Required task: Pull out every line below that contains the string "bird".

Input records:
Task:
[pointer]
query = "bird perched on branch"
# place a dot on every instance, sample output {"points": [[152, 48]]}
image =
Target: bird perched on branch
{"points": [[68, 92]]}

Written answer:
query = "bird perched on branch"
Target: bird perched on branch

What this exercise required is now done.